* _DATASET RECORDS_:
● ● ●

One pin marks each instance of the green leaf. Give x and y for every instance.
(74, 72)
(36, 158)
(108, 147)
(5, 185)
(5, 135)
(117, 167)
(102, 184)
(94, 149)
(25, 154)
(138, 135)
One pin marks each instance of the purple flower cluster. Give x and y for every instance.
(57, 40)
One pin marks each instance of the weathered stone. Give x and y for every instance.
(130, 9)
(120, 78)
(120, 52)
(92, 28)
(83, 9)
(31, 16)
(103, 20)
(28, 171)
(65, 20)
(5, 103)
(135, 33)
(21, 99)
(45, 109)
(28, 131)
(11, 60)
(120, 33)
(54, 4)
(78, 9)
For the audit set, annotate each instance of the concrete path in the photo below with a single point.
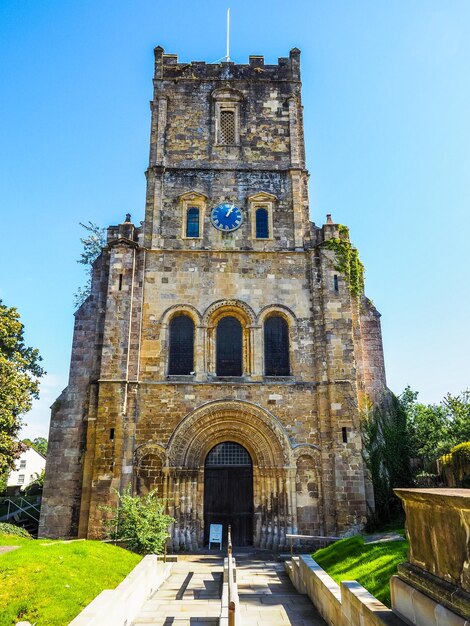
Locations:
(191, 595)
(267, 597)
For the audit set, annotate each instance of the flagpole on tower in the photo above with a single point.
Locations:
(227, 57)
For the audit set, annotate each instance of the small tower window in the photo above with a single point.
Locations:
(227, 127)
(181, 345)
(276, 346)
(262, 223)
(229, 347)
(192, 222)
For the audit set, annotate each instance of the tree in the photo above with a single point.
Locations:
(140, 521)
(458, 410)
(386, 454)
(19, 383)
(435, 428)
(39, 444)
(92, 246)
(36, 486)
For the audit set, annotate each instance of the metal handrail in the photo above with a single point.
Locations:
(229, 615)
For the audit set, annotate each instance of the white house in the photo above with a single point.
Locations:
(27, 466)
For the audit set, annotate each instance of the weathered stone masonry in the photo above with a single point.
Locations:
(123, 420)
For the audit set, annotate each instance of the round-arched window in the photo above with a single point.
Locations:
(228, 453)
(276, 346)
(181, 359)
(229, 347)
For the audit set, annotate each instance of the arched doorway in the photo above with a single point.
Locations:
(228, 492)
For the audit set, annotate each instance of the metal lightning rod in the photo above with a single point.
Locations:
(227, 57)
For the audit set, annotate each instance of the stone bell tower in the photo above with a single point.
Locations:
(224, 353)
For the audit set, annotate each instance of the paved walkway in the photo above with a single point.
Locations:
(191, 595)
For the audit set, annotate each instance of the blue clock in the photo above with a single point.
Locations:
(226, 217)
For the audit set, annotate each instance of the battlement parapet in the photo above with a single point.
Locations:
(167, 67)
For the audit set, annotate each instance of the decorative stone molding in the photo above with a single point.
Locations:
(262, 200)
(178, 309)
(231, 420)
(227, 100)
(231, 305)
(189, 200)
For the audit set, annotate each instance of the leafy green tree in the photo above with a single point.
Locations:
(139, 520)
(92, 246)
(458, 410)
(37, 485)
(435, 428)
(39, 444)
(19, 383)
(386, 454)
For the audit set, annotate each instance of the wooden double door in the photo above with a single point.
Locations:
(228, 499)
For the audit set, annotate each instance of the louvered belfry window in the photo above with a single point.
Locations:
(229, 347)
(181, 345)
(227, 127)
(192, 222)
(276, 346)
(262, 228)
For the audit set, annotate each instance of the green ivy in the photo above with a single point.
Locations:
(349, 263)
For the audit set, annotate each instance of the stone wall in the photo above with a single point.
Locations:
(122, 415)
(347, 604)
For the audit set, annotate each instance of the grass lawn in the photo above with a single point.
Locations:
(50, 582)
(371, 565)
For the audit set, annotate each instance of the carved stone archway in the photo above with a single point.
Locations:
(262, 434)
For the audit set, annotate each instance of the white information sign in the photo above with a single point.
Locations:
(215, 535)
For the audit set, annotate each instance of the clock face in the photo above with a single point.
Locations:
(226, 217)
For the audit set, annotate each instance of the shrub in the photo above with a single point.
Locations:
(461, 463)
(11, 529)
(455, 466)
(140, 521)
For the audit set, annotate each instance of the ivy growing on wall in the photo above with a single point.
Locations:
(349, 263)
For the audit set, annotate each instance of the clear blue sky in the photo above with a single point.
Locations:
(386, 92)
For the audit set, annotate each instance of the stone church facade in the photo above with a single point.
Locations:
(221, 357)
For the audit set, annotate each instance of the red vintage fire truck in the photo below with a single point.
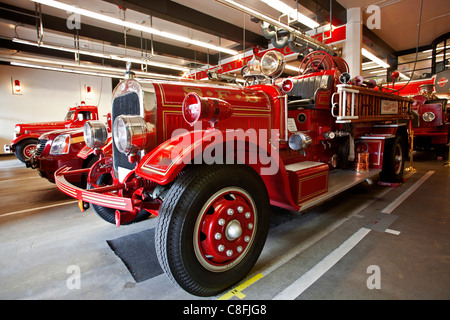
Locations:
(65, 147)
(209, 159)
(431, 112)
(26, 135)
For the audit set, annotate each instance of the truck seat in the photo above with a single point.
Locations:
(305, 91)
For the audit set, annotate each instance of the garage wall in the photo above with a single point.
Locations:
(46, 96)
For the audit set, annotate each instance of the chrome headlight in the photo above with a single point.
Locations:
(95, 134)
(272, 64)
(299, 141)
(130, 134)
(428, 116)
(61, 144)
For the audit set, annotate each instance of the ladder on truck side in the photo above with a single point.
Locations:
(359, 104)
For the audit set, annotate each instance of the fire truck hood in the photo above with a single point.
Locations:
(53, 134)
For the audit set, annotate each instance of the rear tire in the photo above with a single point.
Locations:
(212, 227)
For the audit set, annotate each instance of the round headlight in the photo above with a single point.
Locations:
(287, 85)
(428, 116)
(95, 134)
(130, 134)
(272, 64)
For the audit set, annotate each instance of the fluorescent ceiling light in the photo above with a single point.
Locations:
(134, 26)
(374, 58)
(438, 48)
(89, 69)
(104, 56)
(379, 71)
(291, 12)
(403, 76)
(289, 67)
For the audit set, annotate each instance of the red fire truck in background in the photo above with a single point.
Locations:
(431, 112)
(209, 159)
(26, 135)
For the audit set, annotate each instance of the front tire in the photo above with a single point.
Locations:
(393, 160)
(212, 227)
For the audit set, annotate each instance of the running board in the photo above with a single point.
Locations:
(339, 181)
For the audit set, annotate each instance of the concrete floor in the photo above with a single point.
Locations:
(371, 242)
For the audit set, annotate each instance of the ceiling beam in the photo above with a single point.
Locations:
(191, 18)
(23, 16)
(322, 9)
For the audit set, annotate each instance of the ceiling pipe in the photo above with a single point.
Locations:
(309, 41)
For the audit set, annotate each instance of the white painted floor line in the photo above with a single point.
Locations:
(38, 208)
(307, 279)
(395, 232)
(295, 251)
(393, 205)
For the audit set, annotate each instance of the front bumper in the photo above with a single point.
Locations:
(101, 196)
(48, 165)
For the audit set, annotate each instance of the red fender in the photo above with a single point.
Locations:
(207, 147)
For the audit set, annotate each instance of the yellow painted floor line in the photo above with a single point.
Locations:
(238, 290)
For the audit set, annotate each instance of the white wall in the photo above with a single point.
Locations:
(46, 96)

● ● ●

Write out, word for word, the lines from the start of the data through the one holding "For the audit set, annotate each instance of the tree". Omit pictures.

One pin marks each instance of the green leaf. Give x and y for every instance.
(74, 72)
(36, 158)
(108, 147)
(5, 185)
(5, 135)
(117, 167)
(102, 184)
(94, 149)
(25, 154)
(138, 135)
One pin marks each instance of the purple flower cluster. Give x and y for every instance.
(57, 40)
One pin marks each instance of the weathered stone. Give x and y for every instance.
(130, 9)
(120, 78)
(120, 52)
(92, 28)
(83, 9)
(31, 16)
(103, 20)
(28, 171)
(65, 20)
(5, 103)
(135, 33)
(21, 99)
(45, 109)
(28, 131)
(11, 60)
(120, 33)
(54, 4)
(78, 9)
For the audit set, annotate each instance of the concrete path in the photo below with a single point.
Locations:
(191, 595)
(267, 597)
For the audit set, annotate each instance of the flagpole on tower in the photo above with a single point.
Locations:
(227, 57)
For the audit set, annotate each instance of the small tower window in the photo above with a single point.
Locations:
(227, 127)
(181, 345)
(276, 346)
(262, 223)
(229, 347)
(192, 222)
For the audit set, annotate each instance of the tree in the photo above with a single point.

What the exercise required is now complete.